Kurz angebundene Ermittlerin trifft auf überlastete Klinikärztin
Ketikidou als Harry Möller sitzt seufzend auf der Kante der Liege und drückt mit Papiertüchern auf ihre Wunde. „In der Szene erfahre ich gerade, dass mein Schädel noch heil ist und möchte eigentlich so schnell wie möglich wieder raus aus dem Krankenhaus“, erzählt sie später.
Kurz angebunden, aber aus einem anderen Grund, ist auch Dr. Dimitru, die hektisch ins Zimmer kommt und die Röntgenaufnahmen vom Kopf der Ermittlerin mitbringt. „Es mangelt im HKH wie in vielen deutschen Krankenhäusern an Personal, und dementsprechend ist sie gestresst und übermüdet“, beschreibt die Darstellerin Janina Elkin ihre Rolle.
Die CT-Aufnahmen wollen einfach nicht am Leuchtkasten klemmen bleiben
Die Ärztin soll die CT-Aufnahmen von Möllers Kopf zur Betrachtung an den Leuchtkasten an der Wand klemmen. Doch die Bilder wollen einfach nicht klemmen bleiben, fallen herunter. Cut. Alles auf Neustart. Es könne sein, dass das Röntgen gleich für eine Notfallpatientin benötigt werde und dann alles schnell geräumt werden müsse, lässt ein Assistent Gottschick vom Klinikteam mitteilen.
◆ ◆ ◆ ◆ ◆
> _Aufgabe 1_: Womit begründet die Darstellerin Janina Elkin im Lesetext, dass Dr. Dimitru gestresst und übermüdet ist?
> _Aufgabe 2_: Schreiben Sie den Lesetext über die Dreharbeiten im Krankenhaus weiter.
◆ ◆ ◆ ◆ ◆
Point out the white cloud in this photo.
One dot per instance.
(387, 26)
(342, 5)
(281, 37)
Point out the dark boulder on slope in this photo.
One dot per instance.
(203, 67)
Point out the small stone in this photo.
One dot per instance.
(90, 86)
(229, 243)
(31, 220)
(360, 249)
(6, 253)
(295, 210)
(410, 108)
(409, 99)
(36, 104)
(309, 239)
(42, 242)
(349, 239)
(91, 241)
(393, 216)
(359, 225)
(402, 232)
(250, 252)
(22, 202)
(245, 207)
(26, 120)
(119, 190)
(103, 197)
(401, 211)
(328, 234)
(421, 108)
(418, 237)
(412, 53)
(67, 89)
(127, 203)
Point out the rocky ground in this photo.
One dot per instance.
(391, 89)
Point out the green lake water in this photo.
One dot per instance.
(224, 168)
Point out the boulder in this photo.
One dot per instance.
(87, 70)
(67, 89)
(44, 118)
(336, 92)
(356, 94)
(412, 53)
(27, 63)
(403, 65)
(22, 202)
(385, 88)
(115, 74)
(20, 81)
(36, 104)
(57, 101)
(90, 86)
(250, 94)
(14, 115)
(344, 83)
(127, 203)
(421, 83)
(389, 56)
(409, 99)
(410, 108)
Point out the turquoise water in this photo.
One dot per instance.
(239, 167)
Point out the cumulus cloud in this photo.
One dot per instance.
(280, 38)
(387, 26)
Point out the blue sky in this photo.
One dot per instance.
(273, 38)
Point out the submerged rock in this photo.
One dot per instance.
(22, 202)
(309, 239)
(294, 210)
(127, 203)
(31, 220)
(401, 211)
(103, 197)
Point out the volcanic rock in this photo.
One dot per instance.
◆ ◆ ◆ ◆ ◆
> _Lösung 1_: Im HKH mangelt es, wie in vielen deutschen Krankenhäusern, an Personal.

> _Lösung 2_:
Die Darstellerinnen lassen sich nicht aus der Ruhe bringen. Im zweiten Anlauf klappt es. Die Szene, in der Möller erstmals die hohe Arbeitsbelastung der Krankenhausmitarbeiter zu spüren bekommt, ist im Kasten, der Röntgenraum rechtzeitig wieder frei. Zwei Durchläufe, das sei schon schnell, sagt Ketikidou, die seit mehr als 30 Jahren beim „Großstadtrevier“ dabei ist. „Dieses Bild, dass wir erst mal zehn Takes zum Warmwerden brauchen, wie es oft dargestellt wird, das gibt es heute nicht mehr“, sagt sie. „Es muss schnell gehen, das ist gang und gäbe.“
Für die Szene im Flur stoßen Enrique Fiß und Franziska von Harsdorf dazu
Danach wird die Szene im Wartebereich auf dem Flur gedreht, für die auch Fiß als Nils Sanchez und von Harsdorf als Rettungssanitäterin Mirja Grabowski dazustoßen. Während das Filmteam die Technik umbaut und Regisseur Gottschick die Komparsen instruiert, machen die Darsteller eine finale Textprobe. Es wird noch einmal an Lautstärke und Intonation gefeilt.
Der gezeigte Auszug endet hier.